→ Consigne a
Relevez chaque ligne des entrées contenant la chaîne « range », en tenant compte des majuscules et des minuscules.

→ Texte du document
□ □ □ □
En effet, à Singapour, la Professeur malmène le jeune homme et lui fait un prélèvement sanguin après l'avoir assommé. A Séoul, Batgirl maîtrise Wen et Joon-ki puis Barbara prend l'avion pour rentrer au Japon. Mais elle surprend au chevet de son ami un homme d'affaires louche convoitant lui aussi une mystérieuse formule. Batgirl retourne chez Kai où elle découvre la Professeur fouillant les effets personnels du jeune homme. Les deux jeunes femmes engagent le combat jusqu'à ce que la Professeur s'injecte la formule prélevée sur Kai et qui lui permet d'anticiper tous les coups de son adversaire.


Mais les effets secondaires de cette potion ne tardent pas à se manifester et permettent à Batgirl de prendre l'avantage sur la Professeur. Elle est livrée à la police avec son commanditaire, l'homme d'affaires venu au chevet de Kai. Puis Emiko, Wen et Joon-ki sont confiés par Batgirl à Fruit Bat, qui se chargera de les guider dans le droit chemin. Barbara quitte Kai en lui faisant promettre de ne plus jouer les "mules" pour des scientifiques dangereux en affaires avec la mafia.
  

Epilogue : Barbara découvre dans l'avion qui la ramène à Gotham la présence de Pamela Isley alias Poison Ivy lorsqu'une odeur nauséabonde envahit l'appareil. Batgirl se glisse dans la soute où se trouve la cause de cette puanteur, une plante rare et ancienne que Poison Ivy compte exploiter à Gotham. Mais le végétal, à cause de l'altitude et des turbulences de l'avion, se met à croître et devient agressif. Les deux ennemies sont obligées de s'allier pour l'empêcher de provoquer un crash. Une fois à Gotham, Poison Ivy sème Barbara qui retrouve Frankie mais ne remarque pas qu'un certain Ethan Cobblepot débarque aussi...
□ □ □ □
→ Consigne b
Résumez le texte en deux phrases.
□ □ □ □
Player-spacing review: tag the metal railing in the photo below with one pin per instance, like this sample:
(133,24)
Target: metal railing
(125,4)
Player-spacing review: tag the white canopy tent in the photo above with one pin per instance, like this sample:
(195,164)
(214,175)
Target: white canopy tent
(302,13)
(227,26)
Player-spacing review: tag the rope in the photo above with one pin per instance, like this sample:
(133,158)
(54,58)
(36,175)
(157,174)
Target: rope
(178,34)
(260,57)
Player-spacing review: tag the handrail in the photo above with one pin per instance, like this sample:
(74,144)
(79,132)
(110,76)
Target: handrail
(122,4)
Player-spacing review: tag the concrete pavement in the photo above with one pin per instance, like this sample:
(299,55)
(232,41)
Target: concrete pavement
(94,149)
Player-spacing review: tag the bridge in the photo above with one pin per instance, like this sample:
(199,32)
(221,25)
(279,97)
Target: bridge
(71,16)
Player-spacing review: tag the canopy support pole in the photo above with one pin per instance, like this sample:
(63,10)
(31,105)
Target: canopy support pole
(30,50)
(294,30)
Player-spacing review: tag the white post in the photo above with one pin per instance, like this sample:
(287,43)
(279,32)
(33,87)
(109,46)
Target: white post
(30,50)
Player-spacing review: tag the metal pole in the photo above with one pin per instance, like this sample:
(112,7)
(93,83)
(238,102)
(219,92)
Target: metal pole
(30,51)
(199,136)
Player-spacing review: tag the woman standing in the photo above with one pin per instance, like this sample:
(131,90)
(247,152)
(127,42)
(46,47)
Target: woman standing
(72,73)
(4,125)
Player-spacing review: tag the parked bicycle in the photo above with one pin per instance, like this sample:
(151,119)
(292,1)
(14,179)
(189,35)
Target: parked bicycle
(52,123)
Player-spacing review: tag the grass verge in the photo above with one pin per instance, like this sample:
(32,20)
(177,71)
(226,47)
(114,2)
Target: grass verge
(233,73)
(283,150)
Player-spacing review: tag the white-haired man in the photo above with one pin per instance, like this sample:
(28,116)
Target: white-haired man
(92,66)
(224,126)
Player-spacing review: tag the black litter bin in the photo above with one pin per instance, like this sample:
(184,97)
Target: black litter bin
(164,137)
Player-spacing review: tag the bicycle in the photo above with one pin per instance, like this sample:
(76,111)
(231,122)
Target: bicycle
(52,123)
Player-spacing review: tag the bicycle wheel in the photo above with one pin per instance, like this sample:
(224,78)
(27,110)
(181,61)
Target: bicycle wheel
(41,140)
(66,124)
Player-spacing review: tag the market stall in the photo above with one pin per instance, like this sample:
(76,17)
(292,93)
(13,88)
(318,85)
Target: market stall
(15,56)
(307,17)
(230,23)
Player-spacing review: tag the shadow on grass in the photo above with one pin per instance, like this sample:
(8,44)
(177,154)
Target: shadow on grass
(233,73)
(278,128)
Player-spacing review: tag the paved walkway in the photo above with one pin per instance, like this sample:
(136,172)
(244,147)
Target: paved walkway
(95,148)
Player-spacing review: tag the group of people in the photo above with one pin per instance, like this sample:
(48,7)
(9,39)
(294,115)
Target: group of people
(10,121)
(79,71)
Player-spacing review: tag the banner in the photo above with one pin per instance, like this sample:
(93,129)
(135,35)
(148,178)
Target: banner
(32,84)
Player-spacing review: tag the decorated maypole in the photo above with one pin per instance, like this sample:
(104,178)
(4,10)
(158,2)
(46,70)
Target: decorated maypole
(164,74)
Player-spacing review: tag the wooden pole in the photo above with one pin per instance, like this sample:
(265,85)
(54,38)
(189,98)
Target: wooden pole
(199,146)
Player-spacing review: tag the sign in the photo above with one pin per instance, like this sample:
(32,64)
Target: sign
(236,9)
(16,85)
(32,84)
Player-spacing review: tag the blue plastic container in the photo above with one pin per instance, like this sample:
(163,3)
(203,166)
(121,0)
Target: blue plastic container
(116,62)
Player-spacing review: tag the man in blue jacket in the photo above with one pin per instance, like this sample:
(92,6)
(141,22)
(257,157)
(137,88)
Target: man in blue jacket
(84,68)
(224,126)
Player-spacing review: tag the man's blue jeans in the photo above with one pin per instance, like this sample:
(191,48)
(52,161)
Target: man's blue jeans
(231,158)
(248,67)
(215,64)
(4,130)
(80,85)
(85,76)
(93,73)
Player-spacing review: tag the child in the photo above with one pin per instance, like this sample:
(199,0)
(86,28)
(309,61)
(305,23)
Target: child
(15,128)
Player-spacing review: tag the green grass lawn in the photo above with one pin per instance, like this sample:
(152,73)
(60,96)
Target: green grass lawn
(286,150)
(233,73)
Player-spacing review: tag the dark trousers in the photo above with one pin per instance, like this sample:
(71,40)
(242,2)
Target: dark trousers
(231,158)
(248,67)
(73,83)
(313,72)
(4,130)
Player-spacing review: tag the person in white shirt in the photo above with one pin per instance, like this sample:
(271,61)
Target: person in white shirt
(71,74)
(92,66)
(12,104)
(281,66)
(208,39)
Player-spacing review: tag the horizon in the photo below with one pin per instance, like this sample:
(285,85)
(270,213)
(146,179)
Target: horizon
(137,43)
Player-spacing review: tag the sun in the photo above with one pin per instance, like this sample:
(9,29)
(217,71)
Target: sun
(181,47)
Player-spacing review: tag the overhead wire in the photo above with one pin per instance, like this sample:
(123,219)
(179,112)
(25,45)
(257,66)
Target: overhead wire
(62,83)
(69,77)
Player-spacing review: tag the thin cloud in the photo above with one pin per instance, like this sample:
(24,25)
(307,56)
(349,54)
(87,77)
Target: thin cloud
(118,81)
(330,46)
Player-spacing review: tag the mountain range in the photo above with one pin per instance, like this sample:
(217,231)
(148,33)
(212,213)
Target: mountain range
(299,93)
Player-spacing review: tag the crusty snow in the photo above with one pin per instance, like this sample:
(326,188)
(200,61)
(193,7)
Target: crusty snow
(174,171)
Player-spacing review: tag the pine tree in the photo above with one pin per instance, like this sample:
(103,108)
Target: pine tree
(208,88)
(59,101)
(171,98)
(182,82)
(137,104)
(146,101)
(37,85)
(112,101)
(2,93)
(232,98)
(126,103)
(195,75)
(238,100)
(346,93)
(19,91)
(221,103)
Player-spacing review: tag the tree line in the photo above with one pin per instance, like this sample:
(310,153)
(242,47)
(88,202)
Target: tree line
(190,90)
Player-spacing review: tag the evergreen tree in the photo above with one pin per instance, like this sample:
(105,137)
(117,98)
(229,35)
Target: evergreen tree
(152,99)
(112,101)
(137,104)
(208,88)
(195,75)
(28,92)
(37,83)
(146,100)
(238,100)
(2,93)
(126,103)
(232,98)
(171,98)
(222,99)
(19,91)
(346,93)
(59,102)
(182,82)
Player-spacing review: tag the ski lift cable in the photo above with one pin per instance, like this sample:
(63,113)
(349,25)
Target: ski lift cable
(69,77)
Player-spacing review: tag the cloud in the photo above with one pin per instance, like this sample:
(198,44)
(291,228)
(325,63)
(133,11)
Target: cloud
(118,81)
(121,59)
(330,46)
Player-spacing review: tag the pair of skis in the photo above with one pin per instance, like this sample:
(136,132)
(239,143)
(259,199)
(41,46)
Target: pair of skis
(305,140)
□ □ □ □
→ Résultat final a
Player-spacing review: tag the mountain range in the photo above with one pin per instance, like this sample:
Target: mountain range

→ Résultat final b
Batgirl affronte la Professeur, qui s'injecte la formule prélevée sur Kai, mais les effets secondaires de cette potion permettent à Batgirl de prendre l'avantage et la Professeur est livrée à la police avec son commanditaire, l'homme d'affaires venu au chevet de Kai. Dans l'avion qui la ramène à Gotham, Barbara découvre la présence de Poison Ivy et d'une plante rare qui devient agressive, si bien que les deux ennemies doivent s'allier pour l'empêcher de provoquer un crash.